::: EXERCISE DATA :::

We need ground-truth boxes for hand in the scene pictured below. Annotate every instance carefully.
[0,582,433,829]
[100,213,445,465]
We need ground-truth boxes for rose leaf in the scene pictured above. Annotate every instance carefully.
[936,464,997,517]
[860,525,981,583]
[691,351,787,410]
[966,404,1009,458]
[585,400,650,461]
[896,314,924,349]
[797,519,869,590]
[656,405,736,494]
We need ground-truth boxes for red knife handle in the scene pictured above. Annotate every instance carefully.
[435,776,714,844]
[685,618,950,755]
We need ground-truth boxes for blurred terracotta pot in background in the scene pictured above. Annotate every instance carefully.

:::
::: EXERCISE DATA :::

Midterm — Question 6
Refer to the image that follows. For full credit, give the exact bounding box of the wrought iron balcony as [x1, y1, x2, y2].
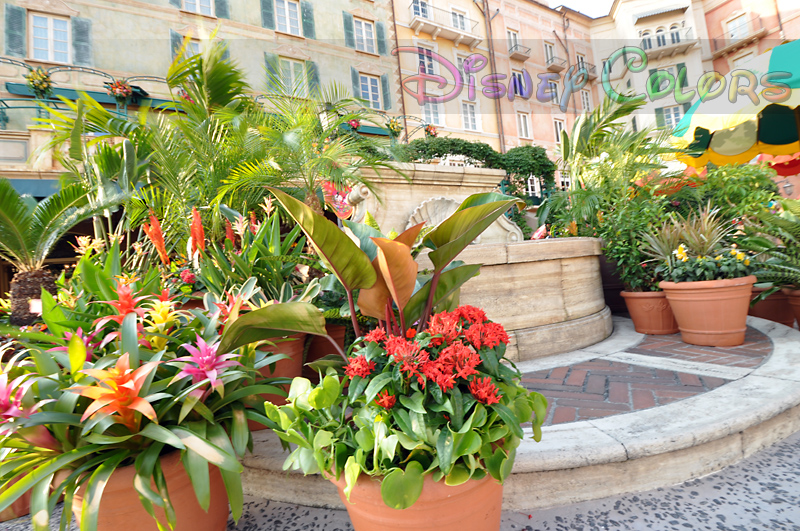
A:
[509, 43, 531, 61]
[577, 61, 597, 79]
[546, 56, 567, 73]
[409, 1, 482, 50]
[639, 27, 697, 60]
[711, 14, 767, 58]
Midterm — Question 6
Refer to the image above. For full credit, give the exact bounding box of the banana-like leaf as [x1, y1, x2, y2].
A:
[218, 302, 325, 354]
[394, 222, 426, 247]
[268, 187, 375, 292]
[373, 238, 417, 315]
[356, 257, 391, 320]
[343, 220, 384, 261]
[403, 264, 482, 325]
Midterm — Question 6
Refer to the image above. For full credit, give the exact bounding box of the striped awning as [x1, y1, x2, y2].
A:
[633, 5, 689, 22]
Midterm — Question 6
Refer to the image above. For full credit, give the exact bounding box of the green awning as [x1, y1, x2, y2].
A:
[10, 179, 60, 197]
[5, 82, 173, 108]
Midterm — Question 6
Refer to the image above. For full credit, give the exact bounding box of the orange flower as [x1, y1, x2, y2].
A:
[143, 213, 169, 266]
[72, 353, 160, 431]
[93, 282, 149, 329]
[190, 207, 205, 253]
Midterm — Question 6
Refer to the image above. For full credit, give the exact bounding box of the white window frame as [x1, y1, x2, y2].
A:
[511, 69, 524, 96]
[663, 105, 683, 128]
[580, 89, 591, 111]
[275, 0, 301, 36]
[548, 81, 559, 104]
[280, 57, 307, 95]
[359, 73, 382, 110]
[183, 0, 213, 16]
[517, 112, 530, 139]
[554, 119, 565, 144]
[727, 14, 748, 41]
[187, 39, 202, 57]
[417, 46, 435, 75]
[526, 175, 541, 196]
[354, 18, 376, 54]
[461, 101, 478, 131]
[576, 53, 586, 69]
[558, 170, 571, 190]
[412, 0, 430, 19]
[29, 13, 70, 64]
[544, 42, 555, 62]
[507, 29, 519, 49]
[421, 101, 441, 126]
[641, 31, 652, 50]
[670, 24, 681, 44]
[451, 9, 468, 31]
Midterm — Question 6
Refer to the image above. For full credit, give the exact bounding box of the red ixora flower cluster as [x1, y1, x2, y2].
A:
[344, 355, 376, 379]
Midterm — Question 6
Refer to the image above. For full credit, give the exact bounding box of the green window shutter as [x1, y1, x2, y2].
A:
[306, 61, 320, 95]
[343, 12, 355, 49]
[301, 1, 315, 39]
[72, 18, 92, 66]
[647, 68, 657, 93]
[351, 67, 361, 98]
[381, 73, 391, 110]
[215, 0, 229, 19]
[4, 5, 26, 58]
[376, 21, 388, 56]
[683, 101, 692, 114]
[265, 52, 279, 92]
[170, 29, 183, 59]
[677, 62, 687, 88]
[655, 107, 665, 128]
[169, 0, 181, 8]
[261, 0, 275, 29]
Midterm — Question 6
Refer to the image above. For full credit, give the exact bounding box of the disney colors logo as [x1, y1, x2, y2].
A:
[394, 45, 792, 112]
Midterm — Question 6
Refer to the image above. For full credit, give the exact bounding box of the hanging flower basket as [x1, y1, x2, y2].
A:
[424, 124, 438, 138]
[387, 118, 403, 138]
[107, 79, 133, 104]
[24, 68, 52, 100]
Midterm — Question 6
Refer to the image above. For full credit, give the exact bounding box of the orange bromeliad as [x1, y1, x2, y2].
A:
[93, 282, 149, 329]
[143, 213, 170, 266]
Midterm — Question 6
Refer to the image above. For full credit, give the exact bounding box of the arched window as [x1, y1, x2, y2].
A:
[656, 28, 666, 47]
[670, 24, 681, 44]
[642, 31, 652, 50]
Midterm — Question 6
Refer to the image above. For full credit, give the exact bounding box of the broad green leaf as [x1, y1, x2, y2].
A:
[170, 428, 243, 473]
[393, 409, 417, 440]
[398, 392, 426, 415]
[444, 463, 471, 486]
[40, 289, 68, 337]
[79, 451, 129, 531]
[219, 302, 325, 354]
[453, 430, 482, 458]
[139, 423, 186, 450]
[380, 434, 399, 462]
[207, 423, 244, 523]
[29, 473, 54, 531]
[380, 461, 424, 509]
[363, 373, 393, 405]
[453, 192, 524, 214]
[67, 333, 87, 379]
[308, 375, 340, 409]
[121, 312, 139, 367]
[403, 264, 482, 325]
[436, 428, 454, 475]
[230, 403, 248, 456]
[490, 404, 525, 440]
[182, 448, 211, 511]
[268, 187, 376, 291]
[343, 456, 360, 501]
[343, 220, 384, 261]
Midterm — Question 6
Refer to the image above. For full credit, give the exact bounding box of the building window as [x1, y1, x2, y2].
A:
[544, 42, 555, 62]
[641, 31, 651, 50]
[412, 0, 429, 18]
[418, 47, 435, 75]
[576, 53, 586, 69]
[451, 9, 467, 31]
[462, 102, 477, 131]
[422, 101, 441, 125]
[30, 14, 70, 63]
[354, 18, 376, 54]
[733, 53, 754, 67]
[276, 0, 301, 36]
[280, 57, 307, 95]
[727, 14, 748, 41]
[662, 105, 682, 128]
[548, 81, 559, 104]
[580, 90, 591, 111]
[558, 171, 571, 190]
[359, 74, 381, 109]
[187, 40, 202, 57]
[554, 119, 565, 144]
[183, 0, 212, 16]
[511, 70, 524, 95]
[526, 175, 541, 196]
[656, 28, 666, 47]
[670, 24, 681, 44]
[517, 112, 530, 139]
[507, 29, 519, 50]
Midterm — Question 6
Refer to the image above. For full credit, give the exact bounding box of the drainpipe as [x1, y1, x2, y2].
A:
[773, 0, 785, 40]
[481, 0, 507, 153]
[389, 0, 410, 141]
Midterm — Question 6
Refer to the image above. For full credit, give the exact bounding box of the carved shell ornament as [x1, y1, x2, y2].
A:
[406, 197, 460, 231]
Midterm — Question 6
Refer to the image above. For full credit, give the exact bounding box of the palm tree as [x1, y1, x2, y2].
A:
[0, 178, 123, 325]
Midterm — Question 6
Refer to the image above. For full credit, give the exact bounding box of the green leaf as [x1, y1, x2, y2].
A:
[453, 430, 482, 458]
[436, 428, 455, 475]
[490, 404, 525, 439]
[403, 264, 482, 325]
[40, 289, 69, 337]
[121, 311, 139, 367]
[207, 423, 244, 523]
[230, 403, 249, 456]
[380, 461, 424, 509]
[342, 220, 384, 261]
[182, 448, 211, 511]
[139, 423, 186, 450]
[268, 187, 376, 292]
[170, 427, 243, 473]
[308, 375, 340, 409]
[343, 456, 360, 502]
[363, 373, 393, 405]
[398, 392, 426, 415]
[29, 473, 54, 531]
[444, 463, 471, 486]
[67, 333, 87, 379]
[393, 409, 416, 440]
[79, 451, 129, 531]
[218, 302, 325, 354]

:::
::: EXERCISE DATA :::

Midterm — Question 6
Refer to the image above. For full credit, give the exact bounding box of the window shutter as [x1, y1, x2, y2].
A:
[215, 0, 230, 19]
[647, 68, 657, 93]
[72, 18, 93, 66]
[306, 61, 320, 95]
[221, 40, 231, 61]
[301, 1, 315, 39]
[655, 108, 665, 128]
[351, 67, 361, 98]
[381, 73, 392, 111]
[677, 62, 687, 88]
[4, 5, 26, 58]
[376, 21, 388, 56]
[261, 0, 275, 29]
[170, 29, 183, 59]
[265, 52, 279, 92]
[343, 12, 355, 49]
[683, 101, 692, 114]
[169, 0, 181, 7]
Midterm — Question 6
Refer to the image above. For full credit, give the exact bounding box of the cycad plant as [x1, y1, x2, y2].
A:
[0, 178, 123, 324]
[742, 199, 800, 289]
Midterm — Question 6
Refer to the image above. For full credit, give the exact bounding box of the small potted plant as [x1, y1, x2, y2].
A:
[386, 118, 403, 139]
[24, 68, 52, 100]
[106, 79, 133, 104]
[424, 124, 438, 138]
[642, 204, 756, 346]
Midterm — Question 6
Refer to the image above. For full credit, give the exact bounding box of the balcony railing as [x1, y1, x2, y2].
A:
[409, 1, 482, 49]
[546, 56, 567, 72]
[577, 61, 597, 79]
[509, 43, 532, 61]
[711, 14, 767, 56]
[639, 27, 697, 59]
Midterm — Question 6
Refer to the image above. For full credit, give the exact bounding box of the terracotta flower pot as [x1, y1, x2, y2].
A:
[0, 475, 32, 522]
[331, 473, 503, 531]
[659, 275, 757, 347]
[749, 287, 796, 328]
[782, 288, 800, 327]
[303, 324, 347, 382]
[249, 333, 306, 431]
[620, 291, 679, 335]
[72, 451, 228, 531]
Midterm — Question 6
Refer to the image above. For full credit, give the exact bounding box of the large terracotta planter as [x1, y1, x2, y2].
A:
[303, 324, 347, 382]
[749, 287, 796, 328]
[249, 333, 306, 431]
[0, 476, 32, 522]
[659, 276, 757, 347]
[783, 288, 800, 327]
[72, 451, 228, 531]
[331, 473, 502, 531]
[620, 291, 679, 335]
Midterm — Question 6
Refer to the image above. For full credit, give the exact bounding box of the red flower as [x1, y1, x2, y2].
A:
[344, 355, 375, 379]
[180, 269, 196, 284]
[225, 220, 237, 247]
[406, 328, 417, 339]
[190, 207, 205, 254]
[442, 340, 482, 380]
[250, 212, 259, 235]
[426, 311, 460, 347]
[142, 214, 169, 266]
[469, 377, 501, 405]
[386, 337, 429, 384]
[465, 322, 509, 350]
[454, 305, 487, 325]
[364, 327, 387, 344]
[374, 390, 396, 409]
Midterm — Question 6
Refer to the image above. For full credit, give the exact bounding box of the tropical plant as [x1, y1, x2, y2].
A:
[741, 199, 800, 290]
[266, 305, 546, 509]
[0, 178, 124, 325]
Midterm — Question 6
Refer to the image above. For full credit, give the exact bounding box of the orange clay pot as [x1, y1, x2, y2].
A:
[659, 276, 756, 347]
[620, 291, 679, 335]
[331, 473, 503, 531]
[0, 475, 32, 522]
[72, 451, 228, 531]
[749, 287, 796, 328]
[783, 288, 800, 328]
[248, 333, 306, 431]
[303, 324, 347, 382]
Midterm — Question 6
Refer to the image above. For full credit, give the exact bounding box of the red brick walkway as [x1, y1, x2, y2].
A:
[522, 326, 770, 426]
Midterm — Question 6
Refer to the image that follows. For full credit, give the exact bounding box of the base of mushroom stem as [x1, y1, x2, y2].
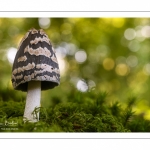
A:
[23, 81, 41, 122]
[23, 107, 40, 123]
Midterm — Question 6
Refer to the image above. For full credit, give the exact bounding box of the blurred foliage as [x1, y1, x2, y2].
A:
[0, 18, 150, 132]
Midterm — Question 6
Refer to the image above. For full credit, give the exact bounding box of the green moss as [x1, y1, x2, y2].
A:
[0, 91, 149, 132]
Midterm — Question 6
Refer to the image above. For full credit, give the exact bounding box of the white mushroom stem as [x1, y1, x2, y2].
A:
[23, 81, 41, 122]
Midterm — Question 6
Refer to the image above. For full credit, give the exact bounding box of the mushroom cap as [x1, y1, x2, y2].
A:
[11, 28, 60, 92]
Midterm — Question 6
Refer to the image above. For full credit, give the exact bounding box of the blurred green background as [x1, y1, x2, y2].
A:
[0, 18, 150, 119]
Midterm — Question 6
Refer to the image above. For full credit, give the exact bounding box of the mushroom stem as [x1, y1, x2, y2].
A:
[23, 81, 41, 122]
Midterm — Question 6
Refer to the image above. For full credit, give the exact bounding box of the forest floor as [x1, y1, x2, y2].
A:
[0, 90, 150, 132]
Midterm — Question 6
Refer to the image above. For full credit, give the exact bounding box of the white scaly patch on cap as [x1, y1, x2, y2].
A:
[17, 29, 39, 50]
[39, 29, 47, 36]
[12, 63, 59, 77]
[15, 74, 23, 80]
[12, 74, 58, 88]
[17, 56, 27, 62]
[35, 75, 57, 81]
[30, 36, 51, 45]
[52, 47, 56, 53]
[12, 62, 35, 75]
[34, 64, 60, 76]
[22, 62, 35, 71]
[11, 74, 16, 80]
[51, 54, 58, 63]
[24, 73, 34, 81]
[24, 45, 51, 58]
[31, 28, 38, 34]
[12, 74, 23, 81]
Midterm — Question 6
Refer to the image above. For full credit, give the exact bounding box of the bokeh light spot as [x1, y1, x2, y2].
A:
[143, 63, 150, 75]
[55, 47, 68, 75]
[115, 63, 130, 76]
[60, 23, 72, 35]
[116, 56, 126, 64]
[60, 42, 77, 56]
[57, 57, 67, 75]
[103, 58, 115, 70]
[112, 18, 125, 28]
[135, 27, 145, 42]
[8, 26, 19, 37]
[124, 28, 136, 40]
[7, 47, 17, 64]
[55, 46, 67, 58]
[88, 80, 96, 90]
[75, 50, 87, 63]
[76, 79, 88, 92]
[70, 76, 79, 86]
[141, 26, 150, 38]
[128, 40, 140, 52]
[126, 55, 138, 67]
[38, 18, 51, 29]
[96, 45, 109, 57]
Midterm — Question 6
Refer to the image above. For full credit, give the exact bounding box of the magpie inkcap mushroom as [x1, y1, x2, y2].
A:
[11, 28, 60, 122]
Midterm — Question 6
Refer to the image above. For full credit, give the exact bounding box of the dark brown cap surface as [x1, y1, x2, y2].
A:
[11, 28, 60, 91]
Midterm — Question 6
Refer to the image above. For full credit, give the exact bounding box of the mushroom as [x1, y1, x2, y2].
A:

:::

Which lines of the records above contain the word "background"? Report each one in full.

We need ground-truth boxes for blurred terracotta pot in background in the scene pictured above. Annotate every instance carefully.
Refer to the image above. For full credit, give the exact bounding box of the blurred green background as [x1, y1, x2, y2].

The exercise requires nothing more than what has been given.